■ GIVEN REQUEST
How many lines in the material below contain the string "straw"? Case counts. Give only the number.
.....
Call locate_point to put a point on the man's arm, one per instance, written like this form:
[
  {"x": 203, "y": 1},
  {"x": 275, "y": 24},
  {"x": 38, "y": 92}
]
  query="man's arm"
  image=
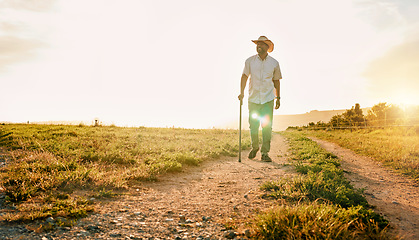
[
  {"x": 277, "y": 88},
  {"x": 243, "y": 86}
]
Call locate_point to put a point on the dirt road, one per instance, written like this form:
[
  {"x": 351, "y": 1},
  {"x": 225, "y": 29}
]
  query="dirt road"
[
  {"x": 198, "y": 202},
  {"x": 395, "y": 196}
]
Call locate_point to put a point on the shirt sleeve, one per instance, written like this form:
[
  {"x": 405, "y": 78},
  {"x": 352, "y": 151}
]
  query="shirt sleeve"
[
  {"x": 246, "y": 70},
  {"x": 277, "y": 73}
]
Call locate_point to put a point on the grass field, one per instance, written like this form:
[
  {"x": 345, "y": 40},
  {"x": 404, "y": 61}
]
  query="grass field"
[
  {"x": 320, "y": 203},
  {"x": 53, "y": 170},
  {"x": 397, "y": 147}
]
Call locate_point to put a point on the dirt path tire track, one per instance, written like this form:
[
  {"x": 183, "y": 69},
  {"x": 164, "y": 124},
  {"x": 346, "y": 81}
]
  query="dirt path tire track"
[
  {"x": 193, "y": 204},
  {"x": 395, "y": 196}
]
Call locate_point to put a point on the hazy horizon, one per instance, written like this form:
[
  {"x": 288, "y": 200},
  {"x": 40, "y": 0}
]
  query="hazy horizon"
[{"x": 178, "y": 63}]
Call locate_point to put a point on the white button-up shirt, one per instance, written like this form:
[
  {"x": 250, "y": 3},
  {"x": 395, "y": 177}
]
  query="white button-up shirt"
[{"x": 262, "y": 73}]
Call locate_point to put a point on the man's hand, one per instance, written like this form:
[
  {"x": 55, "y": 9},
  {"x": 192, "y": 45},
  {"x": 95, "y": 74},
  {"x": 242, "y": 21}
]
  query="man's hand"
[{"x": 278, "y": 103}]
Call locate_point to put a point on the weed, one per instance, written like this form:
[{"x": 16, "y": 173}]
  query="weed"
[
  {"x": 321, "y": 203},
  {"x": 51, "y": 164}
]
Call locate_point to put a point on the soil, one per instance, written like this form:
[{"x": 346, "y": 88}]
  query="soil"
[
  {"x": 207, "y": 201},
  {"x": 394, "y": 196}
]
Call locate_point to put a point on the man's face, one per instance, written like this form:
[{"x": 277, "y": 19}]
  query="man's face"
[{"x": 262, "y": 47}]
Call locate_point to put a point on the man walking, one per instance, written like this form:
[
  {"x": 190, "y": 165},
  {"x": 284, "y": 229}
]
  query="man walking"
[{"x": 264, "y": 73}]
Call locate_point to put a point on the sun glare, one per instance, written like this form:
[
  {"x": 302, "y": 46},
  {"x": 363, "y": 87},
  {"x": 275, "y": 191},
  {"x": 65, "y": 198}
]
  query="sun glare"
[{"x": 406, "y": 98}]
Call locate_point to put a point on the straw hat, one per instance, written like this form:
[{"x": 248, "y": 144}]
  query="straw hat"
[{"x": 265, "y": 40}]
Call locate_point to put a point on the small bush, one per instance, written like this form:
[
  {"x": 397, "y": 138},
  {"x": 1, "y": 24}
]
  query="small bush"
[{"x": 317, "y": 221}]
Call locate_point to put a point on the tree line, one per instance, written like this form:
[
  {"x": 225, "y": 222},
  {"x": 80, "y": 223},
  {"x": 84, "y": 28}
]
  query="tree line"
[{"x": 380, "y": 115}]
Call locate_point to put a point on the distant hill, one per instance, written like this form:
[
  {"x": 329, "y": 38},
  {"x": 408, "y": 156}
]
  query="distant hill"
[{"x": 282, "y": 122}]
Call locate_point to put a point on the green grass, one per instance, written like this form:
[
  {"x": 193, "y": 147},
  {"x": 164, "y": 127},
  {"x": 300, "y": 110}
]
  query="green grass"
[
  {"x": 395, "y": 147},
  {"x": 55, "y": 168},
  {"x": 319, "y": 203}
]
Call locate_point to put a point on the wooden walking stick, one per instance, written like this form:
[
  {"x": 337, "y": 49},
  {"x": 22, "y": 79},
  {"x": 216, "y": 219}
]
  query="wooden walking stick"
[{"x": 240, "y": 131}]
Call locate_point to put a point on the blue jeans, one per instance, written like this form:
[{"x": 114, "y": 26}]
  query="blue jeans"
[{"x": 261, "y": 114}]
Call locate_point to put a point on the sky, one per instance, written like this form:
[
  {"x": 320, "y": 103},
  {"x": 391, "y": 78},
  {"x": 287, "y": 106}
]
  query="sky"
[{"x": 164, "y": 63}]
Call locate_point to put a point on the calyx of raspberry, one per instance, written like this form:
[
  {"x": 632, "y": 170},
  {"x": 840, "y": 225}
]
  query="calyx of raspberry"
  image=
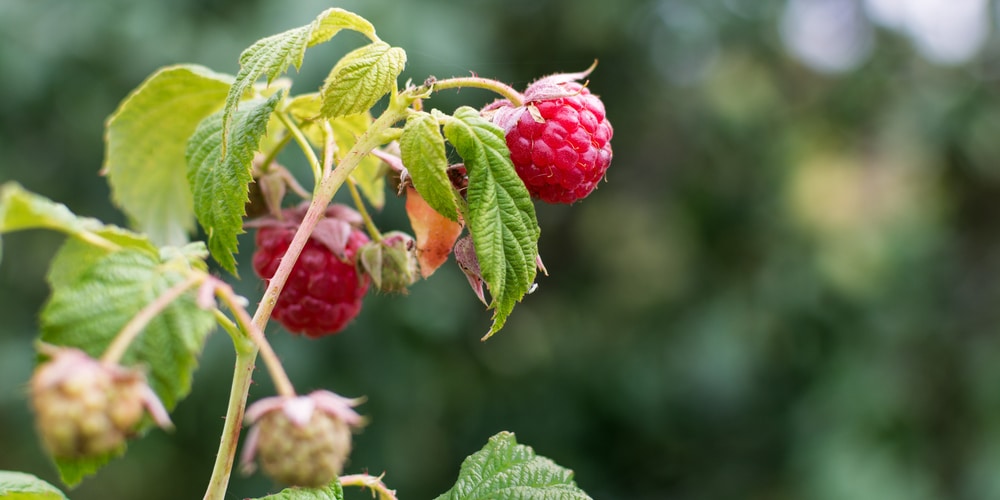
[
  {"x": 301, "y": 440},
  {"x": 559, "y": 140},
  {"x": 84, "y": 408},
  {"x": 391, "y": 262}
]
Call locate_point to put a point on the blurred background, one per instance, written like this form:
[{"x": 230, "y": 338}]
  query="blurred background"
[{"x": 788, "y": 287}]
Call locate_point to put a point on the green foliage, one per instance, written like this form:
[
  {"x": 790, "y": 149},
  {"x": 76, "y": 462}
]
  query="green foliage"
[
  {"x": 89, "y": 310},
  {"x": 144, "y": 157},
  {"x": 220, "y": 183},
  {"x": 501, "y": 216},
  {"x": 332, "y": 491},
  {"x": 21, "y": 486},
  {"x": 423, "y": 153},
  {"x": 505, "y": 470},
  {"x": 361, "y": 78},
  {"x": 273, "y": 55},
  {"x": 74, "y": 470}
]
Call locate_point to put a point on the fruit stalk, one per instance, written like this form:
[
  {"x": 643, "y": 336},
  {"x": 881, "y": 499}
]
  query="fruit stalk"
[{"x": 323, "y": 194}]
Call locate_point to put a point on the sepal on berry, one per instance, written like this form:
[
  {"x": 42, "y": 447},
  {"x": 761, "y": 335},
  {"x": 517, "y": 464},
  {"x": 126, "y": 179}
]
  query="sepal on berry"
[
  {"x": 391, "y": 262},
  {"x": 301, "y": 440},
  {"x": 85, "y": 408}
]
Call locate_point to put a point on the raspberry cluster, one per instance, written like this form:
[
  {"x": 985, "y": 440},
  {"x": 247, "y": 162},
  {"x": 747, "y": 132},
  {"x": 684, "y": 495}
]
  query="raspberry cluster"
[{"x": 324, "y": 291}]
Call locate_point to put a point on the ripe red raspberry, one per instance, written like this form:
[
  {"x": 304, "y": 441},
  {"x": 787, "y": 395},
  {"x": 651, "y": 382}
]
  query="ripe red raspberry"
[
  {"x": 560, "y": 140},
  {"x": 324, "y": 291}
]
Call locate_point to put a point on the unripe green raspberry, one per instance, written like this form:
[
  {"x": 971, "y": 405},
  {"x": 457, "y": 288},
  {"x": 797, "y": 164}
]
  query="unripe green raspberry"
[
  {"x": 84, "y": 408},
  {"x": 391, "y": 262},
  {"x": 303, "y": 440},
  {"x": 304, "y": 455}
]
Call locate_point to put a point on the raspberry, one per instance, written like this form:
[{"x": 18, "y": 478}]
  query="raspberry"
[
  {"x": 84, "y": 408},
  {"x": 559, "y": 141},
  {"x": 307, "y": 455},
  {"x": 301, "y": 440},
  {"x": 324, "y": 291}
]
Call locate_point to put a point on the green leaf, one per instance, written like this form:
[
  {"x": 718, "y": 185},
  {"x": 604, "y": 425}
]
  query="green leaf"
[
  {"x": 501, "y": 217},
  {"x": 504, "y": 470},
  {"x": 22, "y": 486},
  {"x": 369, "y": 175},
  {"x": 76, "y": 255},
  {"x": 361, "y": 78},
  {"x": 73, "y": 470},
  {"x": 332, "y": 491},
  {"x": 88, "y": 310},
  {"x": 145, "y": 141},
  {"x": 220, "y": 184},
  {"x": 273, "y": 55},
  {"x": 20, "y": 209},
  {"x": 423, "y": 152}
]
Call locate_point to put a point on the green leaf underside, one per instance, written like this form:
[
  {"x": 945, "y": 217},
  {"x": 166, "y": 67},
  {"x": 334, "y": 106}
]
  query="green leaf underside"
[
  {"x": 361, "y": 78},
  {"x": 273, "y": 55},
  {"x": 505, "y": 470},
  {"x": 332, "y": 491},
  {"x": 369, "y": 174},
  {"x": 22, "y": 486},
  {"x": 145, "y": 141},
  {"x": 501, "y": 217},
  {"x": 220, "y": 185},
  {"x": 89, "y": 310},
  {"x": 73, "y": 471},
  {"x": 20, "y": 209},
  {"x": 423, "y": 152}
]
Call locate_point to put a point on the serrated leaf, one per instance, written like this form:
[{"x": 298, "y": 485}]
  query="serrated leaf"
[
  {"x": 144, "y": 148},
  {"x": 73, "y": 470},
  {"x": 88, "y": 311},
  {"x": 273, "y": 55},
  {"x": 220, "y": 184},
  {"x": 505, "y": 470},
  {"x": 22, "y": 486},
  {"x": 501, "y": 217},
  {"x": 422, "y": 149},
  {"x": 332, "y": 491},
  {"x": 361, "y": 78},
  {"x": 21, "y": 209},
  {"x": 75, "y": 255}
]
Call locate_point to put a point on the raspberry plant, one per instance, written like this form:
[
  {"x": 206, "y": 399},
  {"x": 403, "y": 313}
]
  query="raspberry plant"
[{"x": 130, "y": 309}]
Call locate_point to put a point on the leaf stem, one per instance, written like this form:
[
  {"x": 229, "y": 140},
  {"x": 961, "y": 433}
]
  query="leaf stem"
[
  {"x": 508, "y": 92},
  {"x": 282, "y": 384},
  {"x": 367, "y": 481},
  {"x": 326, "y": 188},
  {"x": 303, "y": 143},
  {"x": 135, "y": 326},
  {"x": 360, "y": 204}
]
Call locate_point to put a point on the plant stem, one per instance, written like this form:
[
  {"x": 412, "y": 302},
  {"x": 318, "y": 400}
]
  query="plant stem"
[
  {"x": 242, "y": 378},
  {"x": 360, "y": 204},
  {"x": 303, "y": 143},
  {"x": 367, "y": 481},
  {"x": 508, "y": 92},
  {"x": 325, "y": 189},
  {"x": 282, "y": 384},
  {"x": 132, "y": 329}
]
.....
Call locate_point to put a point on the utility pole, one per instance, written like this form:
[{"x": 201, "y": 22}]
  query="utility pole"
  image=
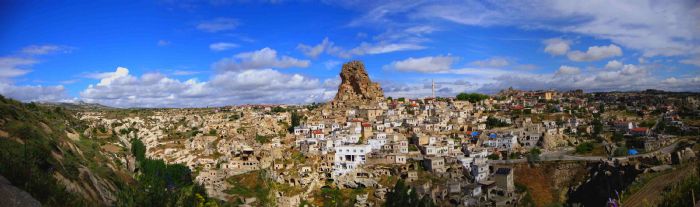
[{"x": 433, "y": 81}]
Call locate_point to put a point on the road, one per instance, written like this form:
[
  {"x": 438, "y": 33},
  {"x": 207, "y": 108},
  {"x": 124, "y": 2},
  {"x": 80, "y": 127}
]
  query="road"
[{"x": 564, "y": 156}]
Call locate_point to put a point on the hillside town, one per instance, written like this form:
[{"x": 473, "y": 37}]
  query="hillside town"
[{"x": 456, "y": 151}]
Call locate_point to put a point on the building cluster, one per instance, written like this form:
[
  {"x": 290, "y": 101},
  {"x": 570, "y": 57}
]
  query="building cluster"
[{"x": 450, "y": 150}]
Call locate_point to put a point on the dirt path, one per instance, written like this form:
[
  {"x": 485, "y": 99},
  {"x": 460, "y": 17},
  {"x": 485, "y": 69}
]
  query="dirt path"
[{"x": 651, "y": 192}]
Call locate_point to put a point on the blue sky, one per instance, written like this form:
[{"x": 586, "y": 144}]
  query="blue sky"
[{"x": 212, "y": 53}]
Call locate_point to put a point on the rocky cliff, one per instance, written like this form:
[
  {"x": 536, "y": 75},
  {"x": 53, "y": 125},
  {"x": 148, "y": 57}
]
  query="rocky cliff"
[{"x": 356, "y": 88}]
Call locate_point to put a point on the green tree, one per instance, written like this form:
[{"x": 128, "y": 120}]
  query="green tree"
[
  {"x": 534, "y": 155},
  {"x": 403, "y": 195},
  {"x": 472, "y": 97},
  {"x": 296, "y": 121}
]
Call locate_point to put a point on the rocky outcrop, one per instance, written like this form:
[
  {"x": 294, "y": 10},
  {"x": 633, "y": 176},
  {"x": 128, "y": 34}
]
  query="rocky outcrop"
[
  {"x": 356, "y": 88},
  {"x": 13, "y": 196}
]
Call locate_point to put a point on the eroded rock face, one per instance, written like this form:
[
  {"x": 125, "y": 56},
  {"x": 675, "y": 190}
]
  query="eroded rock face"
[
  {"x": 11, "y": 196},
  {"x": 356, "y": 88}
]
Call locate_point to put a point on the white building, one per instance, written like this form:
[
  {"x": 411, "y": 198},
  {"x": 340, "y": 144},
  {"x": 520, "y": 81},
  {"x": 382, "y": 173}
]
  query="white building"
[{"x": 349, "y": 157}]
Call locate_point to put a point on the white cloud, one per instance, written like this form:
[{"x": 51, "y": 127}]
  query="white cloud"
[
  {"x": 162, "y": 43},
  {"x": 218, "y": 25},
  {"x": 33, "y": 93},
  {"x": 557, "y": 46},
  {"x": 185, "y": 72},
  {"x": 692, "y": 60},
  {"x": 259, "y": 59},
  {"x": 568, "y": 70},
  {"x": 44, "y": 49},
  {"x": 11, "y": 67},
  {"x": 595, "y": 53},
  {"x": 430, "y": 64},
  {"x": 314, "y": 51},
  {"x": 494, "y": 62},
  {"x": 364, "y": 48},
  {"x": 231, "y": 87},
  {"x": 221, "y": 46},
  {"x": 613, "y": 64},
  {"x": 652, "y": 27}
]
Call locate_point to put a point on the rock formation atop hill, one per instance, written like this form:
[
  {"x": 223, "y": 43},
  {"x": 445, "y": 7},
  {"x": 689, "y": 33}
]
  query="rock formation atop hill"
.....
■ EXPECTED OUTPUT
2